YOUR TASK:
Copy out the entries that follow, exactly as written.

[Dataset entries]
Content starts
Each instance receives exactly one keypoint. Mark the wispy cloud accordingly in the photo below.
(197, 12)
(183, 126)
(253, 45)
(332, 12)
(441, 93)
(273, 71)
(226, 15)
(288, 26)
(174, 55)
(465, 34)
Content ends
FINISHED TASK:
Each instance receives exactly one keypoint. Mark the wispy cloud accordingly in the photo below.
(197, 12)
(183, 126)
(253, 45)
(332, 12)
(441, 93)
(273, 71)
(226, 15)
(288, 26)
(174, 55)
(465, 34)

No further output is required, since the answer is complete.